“I know I’m not allowed but no one will notice if I take one more cupcake,” reasons my nine-year-old son. Whether young or old or in-between, we are constantly exercising the skill of self-control. And though our ability to resist impulses can apply to small issues like resisting a sweet treat, self-control, a learned competence, is an essential ingredient for pursuing goals, performing well in school, and maintaining healthy relationships.
Walter Mischel, author of The Marshmallow Test, Why Self-Control is the Engine of Success writes that self-control “is essential for developing the self-restraint and empathy needed to build caring and mutually supportive relationships.” That’s because instead of responding impulsively to others, we need to consider feelings and the impact our words and actions have upon them.
The ability to exert self-control begins early. Babies are not born programmed but possess the potential to develop and hone the skill. They begin learning how to regulate themselves through their interactions with and attachments to caregivers. Mom distracts her baby when she is upset with a loving cuddle and a story, and baby learns how to self-soothe through that modeling and guidance.
Children are learning to self-regulate in their first five years of life. For toddlers and preschoolers, they begin to desire independence. As they try out putting on shoes or serving themselves a snack, they require focus and impulse control to manage frustrations and setbacks to getting the job done. Self-regulation is one of the core executive function skills that enables children to plan, shift attention, and focus on multiple tasks. Researchers have concluded that the development of these skills is a more critical foundation for success in school than knowing letters or numbers (see Harvard’s Building the Brain’s “Air Traffic Control” System).
The benefits of building these skills last a lifetime. Children who are anxious and unable to cope move away from learning challenges, while kids who self-regulate can take on difficult problems and persist in solving them. As children grow and develop, their abilities to exert self-control will determine whether they can maintain friendships even when conflicts arise or achieve academic goals, such as performing well on high-stakes tests or getting accepted to a preferred college.
As parents, we desire children who are happy, responsible and hard working. Self-control will assist our children in achieving those hopes. There are numerous simple ways that we, as parents, can help children develop, practice, and hone the skill of self-control at various stages of their life.
Self-Control at Ages 3-6
One of children’s central tasks at this age is figuring out the rules of any environment - whether home, daycare, or (pre)school. Basic social assumptions, like how to use school tools or how to behave on a bathroom break, are high on the learning agenda. Children are able to internalize the rules when they first see them applied and enforced with others. Though we tend to perceive “tattle-telling” as a negative behavior, in fact, it’s a positive way children learn about and attempt to internalize the rules for themselves.

WHAT YOU WILL DO
(a) In the article on children's self-control, what have researchers concluded is a more critical foundation for success in school than knowing letters or numbers?
(b) Carry on the article on children's self-control from the point where it stops.

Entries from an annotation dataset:
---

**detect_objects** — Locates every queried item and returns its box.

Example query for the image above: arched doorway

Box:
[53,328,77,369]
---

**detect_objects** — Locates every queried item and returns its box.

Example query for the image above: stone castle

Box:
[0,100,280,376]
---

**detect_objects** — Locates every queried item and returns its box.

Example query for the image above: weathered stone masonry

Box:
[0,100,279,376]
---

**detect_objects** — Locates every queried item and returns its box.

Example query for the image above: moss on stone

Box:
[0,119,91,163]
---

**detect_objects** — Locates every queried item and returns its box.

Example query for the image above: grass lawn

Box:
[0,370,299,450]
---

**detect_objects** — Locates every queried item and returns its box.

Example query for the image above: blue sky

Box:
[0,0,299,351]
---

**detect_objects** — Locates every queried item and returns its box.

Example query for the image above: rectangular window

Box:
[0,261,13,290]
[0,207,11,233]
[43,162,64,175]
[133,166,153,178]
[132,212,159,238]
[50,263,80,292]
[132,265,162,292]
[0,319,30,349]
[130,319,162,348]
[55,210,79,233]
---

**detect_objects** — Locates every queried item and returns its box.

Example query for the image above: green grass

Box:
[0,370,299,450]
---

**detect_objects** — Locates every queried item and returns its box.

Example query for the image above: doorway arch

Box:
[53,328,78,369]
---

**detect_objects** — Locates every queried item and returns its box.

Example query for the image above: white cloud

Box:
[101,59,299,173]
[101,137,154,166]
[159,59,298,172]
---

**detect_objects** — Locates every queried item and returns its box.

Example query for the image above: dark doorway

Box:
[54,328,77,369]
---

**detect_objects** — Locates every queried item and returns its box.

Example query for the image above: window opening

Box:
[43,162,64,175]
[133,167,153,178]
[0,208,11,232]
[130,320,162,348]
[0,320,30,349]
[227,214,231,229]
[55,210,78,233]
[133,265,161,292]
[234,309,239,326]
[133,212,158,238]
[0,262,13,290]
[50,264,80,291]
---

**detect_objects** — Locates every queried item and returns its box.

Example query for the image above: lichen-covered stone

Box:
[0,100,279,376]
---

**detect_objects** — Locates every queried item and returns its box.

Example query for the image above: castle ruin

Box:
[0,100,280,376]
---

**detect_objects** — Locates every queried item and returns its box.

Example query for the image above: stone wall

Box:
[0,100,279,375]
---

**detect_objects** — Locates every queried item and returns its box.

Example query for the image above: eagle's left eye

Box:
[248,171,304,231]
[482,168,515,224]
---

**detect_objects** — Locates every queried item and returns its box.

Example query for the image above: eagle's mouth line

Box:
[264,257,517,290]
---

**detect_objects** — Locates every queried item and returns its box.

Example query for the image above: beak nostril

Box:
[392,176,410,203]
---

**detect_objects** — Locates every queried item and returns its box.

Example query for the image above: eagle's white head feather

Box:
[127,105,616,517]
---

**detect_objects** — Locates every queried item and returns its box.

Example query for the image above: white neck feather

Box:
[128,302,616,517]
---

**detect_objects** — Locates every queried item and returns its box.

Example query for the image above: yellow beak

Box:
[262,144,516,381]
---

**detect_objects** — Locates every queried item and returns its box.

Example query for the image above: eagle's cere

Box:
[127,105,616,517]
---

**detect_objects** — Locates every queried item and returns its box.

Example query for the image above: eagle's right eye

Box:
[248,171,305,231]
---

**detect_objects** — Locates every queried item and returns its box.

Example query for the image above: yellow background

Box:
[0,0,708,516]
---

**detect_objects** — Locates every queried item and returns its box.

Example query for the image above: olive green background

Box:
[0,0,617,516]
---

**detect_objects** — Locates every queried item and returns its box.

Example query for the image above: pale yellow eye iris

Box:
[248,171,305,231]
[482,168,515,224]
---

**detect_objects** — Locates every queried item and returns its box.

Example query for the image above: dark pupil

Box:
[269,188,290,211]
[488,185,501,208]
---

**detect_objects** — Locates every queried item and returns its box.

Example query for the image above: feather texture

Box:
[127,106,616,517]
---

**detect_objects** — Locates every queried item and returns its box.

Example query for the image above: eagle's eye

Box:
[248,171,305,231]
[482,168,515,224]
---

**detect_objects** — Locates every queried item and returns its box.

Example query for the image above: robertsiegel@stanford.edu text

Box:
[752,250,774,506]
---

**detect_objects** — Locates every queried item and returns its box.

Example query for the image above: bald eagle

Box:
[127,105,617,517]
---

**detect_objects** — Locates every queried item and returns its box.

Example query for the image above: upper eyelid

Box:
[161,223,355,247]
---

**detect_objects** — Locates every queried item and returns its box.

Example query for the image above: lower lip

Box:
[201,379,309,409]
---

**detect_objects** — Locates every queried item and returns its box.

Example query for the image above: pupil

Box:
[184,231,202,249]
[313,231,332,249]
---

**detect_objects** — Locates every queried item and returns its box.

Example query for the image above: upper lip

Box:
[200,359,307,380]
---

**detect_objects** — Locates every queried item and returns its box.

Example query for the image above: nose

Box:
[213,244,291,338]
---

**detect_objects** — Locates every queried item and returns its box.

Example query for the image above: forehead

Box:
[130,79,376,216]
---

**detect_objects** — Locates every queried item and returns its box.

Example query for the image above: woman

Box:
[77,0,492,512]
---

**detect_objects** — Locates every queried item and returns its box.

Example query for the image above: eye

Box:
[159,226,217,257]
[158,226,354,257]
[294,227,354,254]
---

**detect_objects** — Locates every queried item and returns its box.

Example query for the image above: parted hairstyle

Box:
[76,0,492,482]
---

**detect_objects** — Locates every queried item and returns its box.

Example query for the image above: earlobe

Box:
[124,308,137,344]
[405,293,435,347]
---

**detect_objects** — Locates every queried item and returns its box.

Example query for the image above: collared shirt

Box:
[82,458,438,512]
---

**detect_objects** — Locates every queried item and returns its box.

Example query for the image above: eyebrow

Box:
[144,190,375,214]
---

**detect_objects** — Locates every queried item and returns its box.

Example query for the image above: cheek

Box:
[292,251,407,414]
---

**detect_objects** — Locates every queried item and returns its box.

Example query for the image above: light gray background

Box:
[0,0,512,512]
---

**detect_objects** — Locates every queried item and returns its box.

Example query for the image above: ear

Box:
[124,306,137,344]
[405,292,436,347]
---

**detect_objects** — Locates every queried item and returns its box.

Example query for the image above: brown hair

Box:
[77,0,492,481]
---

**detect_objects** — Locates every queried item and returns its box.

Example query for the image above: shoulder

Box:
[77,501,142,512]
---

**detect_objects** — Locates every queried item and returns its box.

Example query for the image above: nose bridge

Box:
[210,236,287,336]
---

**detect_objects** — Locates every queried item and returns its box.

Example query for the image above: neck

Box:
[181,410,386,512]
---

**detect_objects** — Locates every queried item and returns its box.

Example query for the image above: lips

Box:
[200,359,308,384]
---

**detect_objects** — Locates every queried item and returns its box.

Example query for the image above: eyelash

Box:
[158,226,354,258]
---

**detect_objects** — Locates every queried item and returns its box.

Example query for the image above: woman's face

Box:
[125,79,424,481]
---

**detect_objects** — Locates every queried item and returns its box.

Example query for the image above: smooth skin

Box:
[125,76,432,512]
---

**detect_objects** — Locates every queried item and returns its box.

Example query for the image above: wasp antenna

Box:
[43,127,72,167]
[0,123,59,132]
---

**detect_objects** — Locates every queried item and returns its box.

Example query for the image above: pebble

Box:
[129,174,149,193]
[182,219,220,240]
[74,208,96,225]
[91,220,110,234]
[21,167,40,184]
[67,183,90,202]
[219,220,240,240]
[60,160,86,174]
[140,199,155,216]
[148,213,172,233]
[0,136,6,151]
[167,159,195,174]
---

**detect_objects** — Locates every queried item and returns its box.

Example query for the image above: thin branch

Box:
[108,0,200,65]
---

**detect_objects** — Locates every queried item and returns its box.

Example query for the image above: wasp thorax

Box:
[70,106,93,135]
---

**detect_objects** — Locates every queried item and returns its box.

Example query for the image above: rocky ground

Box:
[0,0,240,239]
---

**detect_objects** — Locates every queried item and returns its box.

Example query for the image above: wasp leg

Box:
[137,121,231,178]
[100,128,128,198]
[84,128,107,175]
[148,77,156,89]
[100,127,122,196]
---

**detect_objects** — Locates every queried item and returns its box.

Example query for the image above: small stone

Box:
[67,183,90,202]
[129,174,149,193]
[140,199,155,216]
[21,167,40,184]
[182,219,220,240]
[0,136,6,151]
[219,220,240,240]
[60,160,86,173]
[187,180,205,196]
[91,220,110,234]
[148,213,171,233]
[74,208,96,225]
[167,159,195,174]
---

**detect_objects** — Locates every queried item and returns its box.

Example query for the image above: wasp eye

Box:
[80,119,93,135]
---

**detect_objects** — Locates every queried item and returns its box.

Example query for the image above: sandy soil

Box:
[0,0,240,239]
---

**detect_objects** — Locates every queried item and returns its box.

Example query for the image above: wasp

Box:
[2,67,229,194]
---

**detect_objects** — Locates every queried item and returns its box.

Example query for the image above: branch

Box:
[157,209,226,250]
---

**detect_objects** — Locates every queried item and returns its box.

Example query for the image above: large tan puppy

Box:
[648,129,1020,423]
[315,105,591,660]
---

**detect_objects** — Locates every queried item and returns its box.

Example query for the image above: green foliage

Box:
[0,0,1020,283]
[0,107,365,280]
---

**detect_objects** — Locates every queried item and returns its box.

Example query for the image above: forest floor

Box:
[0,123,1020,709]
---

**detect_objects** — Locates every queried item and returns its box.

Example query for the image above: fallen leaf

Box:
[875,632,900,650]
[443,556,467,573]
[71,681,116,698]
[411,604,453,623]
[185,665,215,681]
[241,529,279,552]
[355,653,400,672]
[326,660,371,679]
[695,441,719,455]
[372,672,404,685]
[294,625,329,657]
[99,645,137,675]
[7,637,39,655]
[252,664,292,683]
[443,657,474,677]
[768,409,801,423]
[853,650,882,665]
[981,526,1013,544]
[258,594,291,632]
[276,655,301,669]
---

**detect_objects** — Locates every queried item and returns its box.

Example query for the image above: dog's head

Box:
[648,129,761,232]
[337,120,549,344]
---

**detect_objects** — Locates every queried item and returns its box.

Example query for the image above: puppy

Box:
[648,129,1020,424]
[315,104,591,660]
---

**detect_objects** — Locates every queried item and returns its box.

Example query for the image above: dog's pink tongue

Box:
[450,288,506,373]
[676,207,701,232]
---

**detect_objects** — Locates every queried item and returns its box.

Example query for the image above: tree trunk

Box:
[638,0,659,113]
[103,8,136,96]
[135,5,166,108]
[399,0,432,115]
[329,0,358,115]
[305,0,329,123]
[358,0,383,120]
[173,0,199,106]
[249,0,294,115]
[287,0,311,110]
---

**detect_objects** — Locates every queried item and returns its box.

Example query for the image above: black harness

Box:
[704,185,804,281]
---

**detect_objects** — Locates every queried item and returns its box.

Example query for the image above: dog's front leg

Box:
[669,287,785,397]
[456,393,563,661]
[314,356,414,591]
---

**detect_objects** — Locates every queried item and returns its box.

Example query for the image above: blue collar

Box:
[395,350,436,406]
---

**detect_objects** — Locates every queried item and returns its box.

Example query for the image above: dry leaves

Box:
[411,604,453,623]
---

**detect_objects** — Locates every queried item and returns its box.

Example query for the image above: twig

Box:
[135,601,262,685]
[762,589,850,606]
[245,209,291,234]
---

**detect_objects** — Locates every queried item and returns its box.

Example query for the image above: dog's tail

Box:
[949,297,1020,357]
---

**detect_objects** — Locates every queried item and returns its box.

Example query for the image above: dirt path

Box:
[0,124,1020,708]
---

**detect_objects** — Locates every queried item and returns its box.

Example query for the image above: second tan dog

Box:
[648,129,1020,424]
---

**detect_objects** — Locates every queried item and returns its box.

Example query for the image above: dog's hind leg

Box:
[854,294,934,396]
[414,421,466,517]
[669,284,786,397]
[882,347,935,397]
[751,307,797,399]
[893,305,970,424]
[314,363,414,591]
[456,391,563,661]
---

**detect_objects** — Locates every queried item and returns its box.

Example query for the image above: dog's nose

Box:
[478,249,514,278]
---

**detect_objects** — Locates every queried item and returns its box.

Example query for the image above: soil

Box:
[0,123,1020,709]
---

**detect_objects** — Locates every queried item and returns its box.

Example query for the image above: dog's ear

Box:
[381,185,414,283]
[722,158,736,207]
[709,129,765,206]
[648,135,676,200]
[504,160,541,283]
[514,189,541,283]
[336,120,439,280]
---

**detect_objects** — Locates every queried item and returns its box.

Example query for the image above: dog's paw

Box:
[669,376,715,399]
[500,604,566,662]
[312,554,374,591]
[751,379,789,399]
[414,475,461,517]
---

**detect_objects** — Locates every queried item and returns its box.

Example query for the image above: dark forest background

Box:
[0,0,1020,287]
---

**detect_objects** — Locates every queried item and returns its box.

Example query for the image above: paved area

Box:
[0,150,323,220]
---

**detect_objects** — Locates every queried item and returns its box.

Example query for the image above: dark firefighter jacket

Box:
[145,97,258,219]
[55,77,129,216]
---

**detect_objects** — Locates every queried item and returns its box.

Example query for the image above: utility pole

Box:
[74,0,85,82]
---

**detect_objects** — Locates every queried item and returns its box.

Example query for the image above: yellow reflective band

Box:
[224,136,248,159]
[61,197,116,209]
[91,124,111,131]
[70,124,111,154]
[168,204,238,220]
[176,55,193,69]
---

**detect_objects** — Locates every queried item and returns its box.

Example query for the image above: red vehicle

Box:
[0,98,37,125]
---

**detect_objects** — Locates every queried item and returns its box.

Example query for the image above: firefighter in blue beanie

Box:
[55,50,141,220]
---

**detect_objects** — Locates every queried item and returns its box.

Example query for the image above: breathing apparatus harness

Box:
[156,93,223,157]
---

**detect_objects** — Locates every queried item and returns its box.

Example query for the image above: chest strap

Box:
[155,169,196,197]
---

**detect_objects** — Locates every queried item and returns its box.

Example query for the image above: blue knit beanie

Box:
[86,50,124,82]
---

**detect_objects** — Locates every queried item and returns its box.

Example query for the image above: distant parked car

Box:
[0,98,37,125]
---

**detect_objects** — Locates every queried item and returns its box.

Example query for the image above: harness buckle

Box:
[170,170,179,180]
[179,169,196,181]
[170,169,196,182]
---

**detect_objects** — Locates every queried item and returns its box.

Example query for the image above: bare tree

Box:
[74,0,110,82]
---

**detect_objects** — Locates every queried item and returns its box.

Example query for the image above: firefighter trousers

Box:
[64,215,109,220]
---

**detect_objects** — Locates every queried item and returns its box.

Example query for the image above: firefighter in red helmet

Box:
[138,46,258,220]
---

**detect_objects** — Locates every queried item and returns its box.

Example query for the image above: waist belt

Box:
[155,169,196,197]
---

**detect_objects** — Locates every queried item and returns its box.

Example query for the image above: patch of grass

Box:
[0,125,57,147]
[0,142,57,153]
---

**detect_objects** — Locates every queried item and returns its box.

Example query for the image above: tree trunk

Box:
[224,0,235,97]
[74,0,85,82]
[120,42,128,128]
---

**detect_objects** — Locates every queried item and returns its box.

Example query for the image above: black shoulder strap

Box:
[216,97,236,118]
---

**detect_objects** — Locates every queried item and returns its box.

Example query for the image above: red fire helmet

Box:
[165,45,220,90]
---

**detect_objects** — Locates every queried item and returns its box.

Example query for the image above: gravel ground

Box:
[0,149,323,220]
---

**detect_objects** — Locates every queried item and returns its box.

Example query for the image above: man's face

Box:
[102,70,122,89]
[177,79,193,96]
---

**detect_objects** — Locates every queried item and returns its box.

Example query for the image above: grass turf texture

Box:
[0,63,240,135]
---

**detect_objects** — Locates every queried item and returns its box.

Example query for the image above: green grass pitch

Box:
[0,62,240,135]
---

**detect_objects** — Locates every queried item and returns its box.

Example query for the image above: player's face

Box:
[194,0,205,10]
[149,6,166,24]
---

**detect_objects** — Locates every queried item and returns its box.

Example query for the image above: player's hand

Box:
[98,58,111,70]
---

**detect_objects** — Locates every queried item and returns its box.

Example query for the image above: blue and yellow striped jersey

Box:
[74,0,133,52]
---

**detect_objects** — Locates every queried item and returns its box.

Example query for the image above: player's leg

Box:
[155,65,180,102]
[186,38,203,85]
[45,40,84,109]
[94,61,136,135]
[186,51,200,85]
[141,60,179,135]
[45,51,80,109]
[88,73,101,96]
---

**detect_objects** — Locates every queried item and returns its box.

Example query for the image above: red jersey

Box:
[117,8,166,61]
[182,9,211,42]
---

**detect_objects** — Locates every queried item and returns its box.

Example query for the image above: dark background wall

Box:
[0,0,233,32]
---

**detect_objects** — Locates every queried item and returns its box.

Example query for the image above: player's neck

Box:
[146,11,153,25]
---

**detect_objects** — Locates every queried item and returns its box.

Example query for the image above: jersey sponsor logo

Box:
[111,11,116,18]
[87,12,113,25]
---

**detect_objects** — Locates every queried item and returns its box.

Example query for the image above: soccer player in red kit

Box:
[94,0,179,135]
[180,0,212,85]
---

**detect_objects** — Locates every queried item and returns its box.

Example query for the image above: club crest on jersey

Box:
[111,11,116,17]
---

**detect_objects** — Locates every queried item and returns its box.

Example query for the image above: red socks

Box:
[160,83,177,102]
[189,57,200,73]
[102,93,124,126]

EXERCISE ANSWERS
(a) The development of executive function skills, such as self-regulation.

(b)
In order to control impulses, children have to learn to manage their emotions. In early childhood, children are beginning to develop an emotional vocabulary. But when upset, they might compound their frustration by feeling misunderstood. This can extend their melt downs and prevent them from moving on to an important task in school or at home.
Easy Practice on Rules:
Pretend playing about rules and routines is an enjoyable and simple way to practice self-control. Your child can teach her teddy bear the routine of getting ready for preschool in the morning step by step. “What do we do first?” you may ask, to prompt her thinking. If you notice your child being challenged by adhering to any specific rules, create a game that helps teach that rule and practice following through together on it.
Easy Practice on Identifying Emotions:
Find chances to use feeling words in your everyday life. Point out when your child is expressing an emotion and ask if you are understanding him correctly. “You seem angry. Is that right?” As you are reading picture books, ask what your child thinks the characters are feeling. Play the “feelings guessing game” at dinner. Take turns making faces to show emotion and see if each family member can guess what the other is trying to express. Practice matters when it comes to understanding others’ feelings! And children are better able to manage their emotions when they are able to name them.
Self-Control at Ages 7-9
School-age children are encountering a host of new academic challenges (like learning long division), developmental challenges (like learning to ride a bike) and social challenges (like responding to teasing by classmates). Any of these can produce anxiety and frustration. Children will have to develop patience with themselves as they attempt to master increasingly difficult tasks. You can help them practice in the midst of your daily family routines.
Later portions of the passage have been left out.